## [WHAT IS REQUIRED]
Transcribe the listing in full. Keep every line exactly as it stands.

## [SOURCE INFORMATION]
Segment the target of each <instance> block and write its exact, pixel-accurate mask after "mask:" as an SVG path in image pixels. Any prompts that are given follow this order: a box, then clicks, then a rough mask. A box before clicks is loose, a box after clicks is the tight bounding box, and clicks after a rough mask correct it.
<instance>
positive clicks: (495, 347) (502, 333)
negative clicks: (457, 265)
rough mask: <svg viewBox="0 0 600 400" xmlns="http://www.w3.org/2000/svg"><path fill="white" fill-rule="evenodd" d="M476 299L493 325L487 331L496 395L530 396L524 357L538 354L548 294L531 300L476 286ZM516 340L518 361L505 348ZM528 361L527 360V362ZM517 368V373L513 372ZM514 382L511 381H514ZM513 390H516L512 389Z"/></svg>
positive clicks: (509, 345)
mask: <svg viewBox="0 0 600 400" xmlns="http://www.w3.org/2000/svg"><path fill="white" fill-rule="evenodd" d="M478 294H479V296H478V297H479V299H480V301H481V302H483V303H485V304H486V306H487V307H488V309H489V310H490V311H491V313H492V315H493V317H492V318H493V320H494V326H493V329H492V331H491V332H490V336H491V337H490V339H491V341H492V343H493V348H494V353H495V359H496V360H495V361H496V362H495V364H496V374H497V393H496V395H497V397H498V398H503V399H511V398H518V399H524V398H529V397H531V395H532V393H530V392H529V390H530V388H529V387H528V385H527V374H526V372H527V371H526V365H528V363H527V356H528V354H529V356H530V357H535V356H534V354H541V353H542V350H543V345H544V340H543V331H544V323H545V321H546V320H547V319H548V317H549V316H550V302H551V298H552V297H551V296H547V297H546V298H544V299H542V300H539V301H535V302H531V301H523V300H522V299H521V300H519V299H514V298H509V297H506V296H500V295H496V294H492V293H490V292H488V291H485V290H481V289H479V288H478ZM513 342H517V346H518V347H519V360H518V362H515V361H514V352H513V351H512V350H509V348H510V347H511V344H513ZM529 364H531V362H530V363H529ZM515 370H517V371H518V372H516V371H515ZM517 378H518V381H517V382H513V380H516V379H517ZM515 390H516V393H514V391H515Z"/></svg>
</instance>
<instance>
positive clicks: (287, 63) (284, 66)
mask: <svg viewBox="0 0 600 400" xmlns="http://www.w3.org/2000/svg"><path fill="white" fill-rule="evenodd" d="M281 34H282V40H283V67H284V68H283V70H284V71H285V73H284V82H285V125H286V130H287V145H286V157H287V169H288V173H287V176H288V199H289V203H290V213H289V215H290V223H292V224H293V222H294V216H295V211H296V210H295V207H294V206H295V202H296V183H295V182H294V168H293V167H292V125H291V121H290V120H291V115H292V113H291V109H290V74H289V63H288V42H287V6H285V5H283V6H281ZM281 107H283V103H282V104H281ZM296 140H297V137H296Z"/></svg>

## [EXERCISE SOLUTION]
Segment the target of each <instance> block and write its exact, pixel-accurate mask after "mask:" as an SVG path in image pixels. Any prompts that are given follow this order: a box, then clicks, then a rough mask. A box before clicks is loose, a box after clicks is the tight bounding box, and clicks after a rough mask correct it.
<instance>
positive clicks: (495, 347) (502, 333)
negative clicks: (457, 265)
rough mask: <svg viewBox="0 0 600 400" xmlns="http://www.w3.org/2000/svg"><path fill="white" fill-rule="evenodd" d="M476 299L493 325L487 331L496 395L530 396L524 357L538 354L548 294L531 300L476 286ZM516 340L518 361L505 348ZM528 361L527 360V362ZM517 368V373L513 372ZM514 382L511 381H514ZM513 390H516L512 389Z"/></svg>
positive clicks: (509, 345)
mask: <svg viewBox="0 0 600 400" xmlns="http://www.w3.org/2000/svg"><path fill="white" fill-rule="evenodd" d="M478 294H479V296H478V297H479V299H480V301H481V302H483V303H485V304H486V306H487V307H488V309H489V310H490V311H491V313H492V315H493V317H492V318H493V320H494V326H493V329H492V331H491V332H490V336H491V337H490V339H491V341H492V343H493V348H494V353H495V359H496V360H495V361H496V362H495V364H496V374H497V393H496V395H497V397H498V398H503V399H511V398H518V399H524V398H529V397H531V395H532V393H530V392H529V390H530V388H529V387H528V385H527V374H526V372H527V371H526V365H528V363H527V356H528V354H529V356H530V357H535V356H534V354H541V353H542V350H543V345H544V340H543V331H544V323H545V321H546V320H547V319H548V317H549V316H550V302H551V298H552V297H551V296H547V297H546V298H544V299H542V300H539V301H535V302H531V301H523V300H522V299H521V300H519V299H514V298H509V297H506V296H500V295H496V294H492V293H490V292H488V291H485V290H481V289H479V288H478ZM513 342H517V346H518V347H519V360H518V362H515V361H514V352H513V351H512V350H509V348H510V347H511V344H513ZM529 364H531V362H530V363H529ZM515 370H517V371H518V372H516V371H515ZM517 378H518V381H517V382H513V380H516V379H517ZM515 390H516V393H514V391H515Z"/></svg>
</instance>
<instance>
positive clicks: (287, 63) (284, 66)
mask: <svg viewBox="0 0 600 400" xmlns="http://www.w3.org/2000/svg"><path fill="white" fill-rule="evenodd" d="M281 34H282V40H283V67H284V68H283V70H284V71H285V73H284V82H285V125H286V130H287V145H286V157H287V169H288V173H287V176H288V199H289V203H290V213H289V215H290V223H292V224H293V222H294V216H295V211H296V210H295V207H294V206H295V202H296V183H295V182H294V168H293V167H292V125H291V121H290V120H291V115H292V113H291V109H290V74H289V63H288V42H287V6H285V5H283V6H281ZM281 107H283V103H282V104H281ZM296 140H297V137H296Z"/></svg>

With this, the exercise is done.